Format every line of the listing below as a JSON list of strings, with one string per line and no entries for blank lines.

* BEGIN *

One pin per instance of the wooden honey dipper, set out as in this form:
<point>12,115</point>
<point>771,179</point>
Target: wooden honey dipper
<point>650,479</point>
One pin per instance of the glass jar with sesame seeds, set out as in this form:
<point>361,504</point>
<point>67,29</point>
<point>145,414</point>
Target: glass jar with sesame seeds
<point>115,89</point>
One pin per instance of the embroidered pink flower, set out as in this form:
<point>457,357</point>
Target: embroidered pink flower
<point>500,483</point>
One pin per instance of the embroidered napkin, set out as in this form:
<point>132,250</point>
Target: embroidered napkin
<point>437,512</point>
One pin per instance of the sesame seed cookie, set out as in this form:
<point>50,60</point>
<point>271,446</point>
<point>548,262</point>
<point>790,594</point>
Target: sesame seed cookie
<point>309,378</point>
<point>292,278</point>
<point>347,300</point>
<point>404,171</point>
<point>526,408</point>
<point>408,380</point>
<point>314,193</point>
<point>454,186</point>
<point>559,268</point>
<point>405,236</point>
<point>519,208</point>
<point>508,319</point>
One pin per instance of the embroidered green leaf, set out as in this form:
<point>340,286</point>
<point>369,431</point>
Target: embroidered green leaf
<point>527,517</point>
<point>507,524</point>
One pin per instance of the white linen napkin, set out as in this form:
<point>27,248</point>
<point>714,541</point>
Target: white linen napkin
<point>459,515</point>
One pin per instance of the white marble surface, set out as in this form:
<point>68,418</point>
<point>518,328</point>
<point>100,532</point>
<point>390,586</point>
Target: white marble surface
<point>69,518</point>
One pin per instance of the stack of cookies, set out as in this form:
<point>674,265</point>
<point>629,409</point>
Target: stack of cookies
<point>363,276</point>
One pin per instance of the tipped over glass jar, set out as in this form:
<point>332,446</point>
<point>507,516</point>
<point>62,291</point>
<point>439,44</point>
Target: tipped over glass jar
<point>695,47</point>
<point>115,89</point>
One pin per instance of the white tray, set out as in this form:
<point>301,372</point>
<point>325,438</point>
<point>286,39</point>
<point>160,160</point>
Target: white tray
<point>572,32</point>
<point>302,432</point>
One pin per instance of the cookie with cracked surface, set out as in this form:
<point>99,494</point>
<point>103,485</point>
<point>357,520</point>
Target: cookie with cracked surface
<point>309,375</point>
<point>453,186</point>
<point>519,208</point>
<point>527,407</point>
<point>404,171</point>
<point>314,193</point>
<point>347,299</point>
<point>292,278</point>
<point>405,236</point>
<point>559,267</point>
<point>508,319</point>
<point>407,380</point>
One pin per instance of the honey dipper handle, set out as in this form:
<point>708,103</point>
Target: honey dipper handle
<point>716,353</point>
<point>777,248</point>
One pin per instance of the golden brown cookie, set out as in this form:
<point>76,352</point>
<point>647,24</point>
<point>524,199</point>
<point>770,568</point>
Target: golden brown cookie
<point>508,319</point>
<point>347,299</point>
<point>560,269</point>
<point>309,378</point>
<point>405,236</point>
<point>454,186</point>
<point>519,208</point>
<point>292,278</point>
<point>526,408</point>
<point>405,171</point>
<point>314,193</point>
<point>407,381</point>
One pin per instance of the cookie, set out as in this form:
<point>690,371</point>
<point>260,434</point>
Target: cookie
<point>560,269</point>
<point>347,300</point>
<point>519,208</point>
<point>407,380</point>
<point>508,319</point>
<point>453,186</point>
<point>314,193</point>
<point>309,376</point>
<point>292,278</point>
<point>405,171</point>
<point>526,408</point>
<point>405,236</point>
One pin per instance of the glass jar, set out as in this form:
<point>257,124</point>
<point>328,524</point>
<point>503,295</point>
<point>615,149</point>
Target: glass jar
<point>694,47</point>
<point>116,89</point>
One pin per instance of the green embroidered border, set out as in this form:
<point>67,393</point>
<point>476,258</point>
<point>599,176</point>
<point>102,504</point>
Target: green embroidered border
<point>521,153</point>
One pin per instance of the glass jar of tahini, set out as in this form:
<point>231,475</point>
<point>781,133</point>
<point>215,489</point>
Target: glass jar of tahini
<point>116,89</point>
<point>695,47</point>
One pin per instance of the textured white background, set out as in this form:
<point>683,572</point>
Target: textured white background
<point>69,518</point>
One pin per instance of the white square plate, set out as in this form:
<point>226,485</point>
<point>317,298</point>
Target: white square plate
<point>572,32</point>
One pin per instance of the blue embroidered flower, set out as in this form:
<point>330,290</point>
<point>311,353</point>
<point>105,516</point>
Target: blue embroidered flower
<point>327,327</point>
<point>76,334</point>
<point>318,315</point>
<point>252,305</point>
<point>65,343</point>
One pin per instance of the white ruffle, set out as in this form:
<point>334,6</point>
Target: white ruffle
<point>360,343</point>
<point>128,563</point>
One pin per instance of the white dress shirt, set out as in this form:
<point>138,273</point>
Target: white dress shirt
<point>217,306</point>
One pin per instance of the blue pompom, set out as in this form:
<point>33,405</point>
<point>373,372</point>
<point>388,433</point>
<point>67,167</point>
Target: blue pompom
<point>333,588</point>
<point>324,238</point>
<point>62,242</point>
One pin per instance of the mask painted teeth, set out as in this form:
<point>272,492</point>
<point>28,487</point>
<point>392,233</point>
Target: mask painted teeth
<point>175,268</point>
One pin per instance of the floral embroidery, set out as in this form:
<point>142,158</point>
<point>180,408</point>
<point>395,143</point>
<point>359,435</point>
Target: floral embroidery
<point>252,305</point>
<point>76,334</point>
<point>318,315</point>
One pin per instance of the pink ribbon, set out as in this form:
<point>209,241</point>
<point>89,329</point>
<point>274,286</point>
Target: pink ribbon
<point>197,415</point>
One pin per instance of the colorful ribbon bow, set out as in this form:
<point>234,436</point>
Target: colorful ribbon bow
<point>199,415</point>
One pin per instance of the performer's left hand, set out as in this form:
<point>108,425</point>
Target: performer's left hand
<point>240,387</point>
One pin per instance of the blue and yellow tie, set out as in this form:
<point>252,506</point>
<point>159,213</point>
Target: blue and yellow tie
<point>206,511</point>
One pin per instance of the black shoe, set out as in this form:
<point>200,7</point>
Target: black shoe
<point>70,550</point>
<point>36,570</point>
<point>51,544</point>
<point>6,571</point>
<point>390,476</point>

* END *

Full solution
[
  "One pin per instance of the wooden honey dipper, set out as in this form:",
  "<point>12,115</point>",
  "<point>771,179</point>",
  "Target: wooden honey dipper",
  "<point>650,479</point>",
  "One pin per instance of the glass jar with sesame seeds, set out as in this form:",
  "<point>361,504</point>",
  "<point>67,29</point>",
  "<point>145,414</point>",
  "Target: glass jar with sesame seeds",
  "<point>115,89</point>",
  "One pin per instance of the embroidered pink flower, set out as in this form:",
  "<point>457,357</point>",
  "Target: embroidered pink flower",
  "<point>500,483</point>",
  "One pin per instance of the embroidered napkin, set out as in this form:",
  "<point>132,250</point>",
  "Target: embroidered napkin",
  "<point>437,512</point>",
  "One pin per instance of the sesame seed cookie, set out as in this form:",
  "<point>50,60</point>",
  "<point>271,446</point>",
  "<point>548,262</point>",
  "<point>790,594</point>",
  "Target: sesame seed cookie",
  "<point>309,378</point>",
  "<point>292,278</point>",
  "<point>347,300</point>",
  "<point>404,171</point>",
  "<point>526,408</point>",
  "<point>408,380</point>",
  "<point>314,193</point>",
  "<point>454,186</point>",
  "<point>559,268</point>",
  "<point>405,236</point>",
  "<point>519,208</point>",
  "<point>508,319</point>",
  "One pin per instance of the embroidered green leaf, set out as in this form:",
  "<point>340,286</point>",
  "<point>369,431</point>",
  "Target: embroidered green leaf",
  "<point>527,517</point>",
  "<point>507,524</point>",
  "One pin per instance of the white linen napkin, set out as in this form:",
  "<point>27,248</point>",
  "<point>714,541</point>",
  "Target: white linen napkin",
  "<point>459,515</point>",
  "One pin per instance of the white marble surface, set out as in this form:",
  "<point>68,418</point>",
  "<point>518,328</point>",
  "<point>100,532</point>",
  "<point>390,586</point>",
  "Target: white marble surface",
  "<point>69,518</point>",
  "One pin per instance of the stack of cookies, set out as in this form:",
  "<point>674,265</point>",
  "<point>629,409</point>",
  "Target: stack of cookies",
  "<point>363,276</point>",
  "One pin per instance of the tipped over glass jar, set out as in this form:",
  "<point>332,446</point>",
  "<point>507,516</point>",
  "<point>62,291</point>",
  "<point>439,44</point>",
  "Target: tipped over glass jar",
  "<point>695,47</point>",
  "<point>115,89</point>",
  "One pin per instance of the white tray, set out as in this form:",
  "<point>301,372</point>",
  "<point>325,438</point>",
  "<point>286,39</point>",
  "<point>160,160</point>",
  "Target: white tray",
  "<point>572,32</point>",
  "<point>302,432</point>",
  "One pin per instance of the cookie with cracked surface, set out as in this form:",
  "<point>99,494</point>",
  "<point>103,485</point>",
  "<point>357,520</point>",
  "Target: cookie with cracked surface",
  "<point>309,375</point>",
  "<point>453,186</point>",
  "<point>519,208</point>",
  "<point>527,407</point>",
  "<point>404,171</point>",
  "<point>314,193</point>",
  "<point>347,299</point>",
  "<point>292,278</point>",
  "<point>405,236</point>",
  "<point>559,267</point>",
  "<point>508,319</point>",
  "<point>407,380</point>",
  "One pin per instance of the honey dipper handle, set out as in this form:",
  "<point>708,103</point>",
  "Target: honey dipper handle",
  "<point>716,353</point>",
  "<point>777,248</point>",
  "One pin per instance of the golden brown cookie, set out as in this form:",
  "<point>76,352</point>",
  "<point>647,24</point>",
  "<point>524,199</point>",
  "<point>770,568</point>",
  "Target: golden brown cookie",
  "<point>508,319</point>",
  "<point>347,299</point>",
  "<point>560,269</point>",
  "<point>309,378</point>",
  "<point>405,236</point>",
  "<point>454,186</point>",
  "<point>519,208</point>",
  "<point>292,278</point>",
  "<point>526,408</point>",
  "<point>405,171</point>",
  "<point>314,193</point>",
  "<point>407,381</point>",
  "One pin per instance of the cookie, set out as in this form:",
  "<point>690,371</point>",
  "<point>260,434</point>",
  "Target: cookie",
  "<point>560,269</point>",
  "<point>347,300</point>",
  "<point>519,208</point>",
  "<point>407,380</point>",
  "<point>508,319</point>",
  "<point>453,186</point>",
  "<point>314,193</point>",
  "<point>309,376</point>",
  "<point>292,278</point>",
  "<point>405,171</point>",
  "<point>526,408</point>",
  "<point>405,236</point>",
  "One pin per instance of the glass jar, set out as in this form:",
  "<point>257,124</point>",
  "<point>328,524</point>",
  "<point>503,295</point>",
  "<point>615,149</point>",
  "Target: glass jar",
  "<point>694,47</point>",
  "<point>116,89</point>",
  "One pin per instance of the green embroidered border, set out as in this form:",
  "<point>67,393</point>",
  "<point>476,258</point>",
  "<point>599,176</point>",
  "<point>102,504</point>",
  "Target: green embroidered border",
  "<point>521,153</point>",
  "One pin per instance of the glass jar of tahini, set out as in this form:",
  "<point>231,475</point>",
  "<point>781,133</point>",
  "<point>215,489</point>",
  "Target: glass jar of tahini",
  "<point>116,89</point>",
  "<point>695,47</point>",
  "One pin per instance of the textured white background, set out as in this form:",
  "<point>683,572</point>",
  "Target: textured white background",
  "<point>69,518</point>",
  "One pin per instance of the white square plate, set out as in this form:",
  "<point>226,485</point>",
  "<point>317,298</point>",
  "Target: white square plate",
  "<point>572,32</point>",
  "One pin per instance of the blue embroidered flower, set out as in this form:",
  "<point>330,290</point>",
  "<point>311,353</point>",
  "<point>105,516</point>",
  "Target: blue embroidered flower",
  "<point>327,327</point>",
  "<point>76,334</point>",
  "<point>318,315</point>",
  "<point>252,305</point>",
  "<point>65,343</point>",
  "One pin per instance of the white ruffle, set out as in this form:",
  "<point>334,6</point>",
  "Target: white ruffle",
  "<point>360,343</point>",
  "<point>128,563</point>",
  "One pin per instance of the white dress shirt, set out as in this form:",
  "<point>138,273</point>",
  "Target: white dress shirt",
  "<point>217,306</point>",
  "One pin per instance of the blue pompom, set out as in this form:",
  "<point>33,405</point>",
  "<point>373,372</point>",
  "<point>388,433</point>",
  "<point>67,167</point>",
  "Target: blue pompom",
  "<point>333,588</point>",
  "<point>324,238</point>",
  "<point>62,242</point>",
  "One pin per instance of the mask painted teeth, set out as in this form:",
  "<point>272,492</point>",
  "<point>28,487</point>",
  "<point>392,233</point>",
  "Target: mask painted teeth",
  "<point>175,268</point>",
  "One pin per instance of the floral embroidery, set out as in this form:",
  "<point>142,158</point>",
  "<point>180,408</point>",
  "<point>395,143</point>",
  "<point>359,435</point>",
  "Target: floral embroidery",
  "<point>252,305</point>",
  "<point>76,334</point>",
  "<point>318,315</point>",
  "One pin per instance of the pink ribbon, set out as in this form:",
  "<point>209,241</point>",
  "<point>89,329</point>",
  "<point>274,286</point>",
  "Target: pink ribbon",
  "<point>197,415</point>",
  "One pin per instance of the colorful ribbon bow, set out as in this form:",
  "<point>234,436</point>",
  "Target: colorful ribbon bow",
  "<point>199,415</point>",
  "One pin per instance of the performer's left hand, set out as in this form:",
  "<point>108,425</point>",
  "Target: performer's left hand",
  "<point>240,387</point>",
  "One pin per instance of the blue and yellow tie, set out as in this form:",
  "<point>252,506</point>",
  "<point>159,213</point>",
  "Target: blue and yellow tie",
  "<point>206,511</point>",
  "One pin per instance of the black shoe, set out as in this form:",
  "<point>200,7</point>",
  "Target: black shoe",
  "<point>70,550</point>",
  "<point>36,570</point>",
  "<point>51,544</point>",
  "<point>6,571</point>",
  "<point>390,476</point>"
]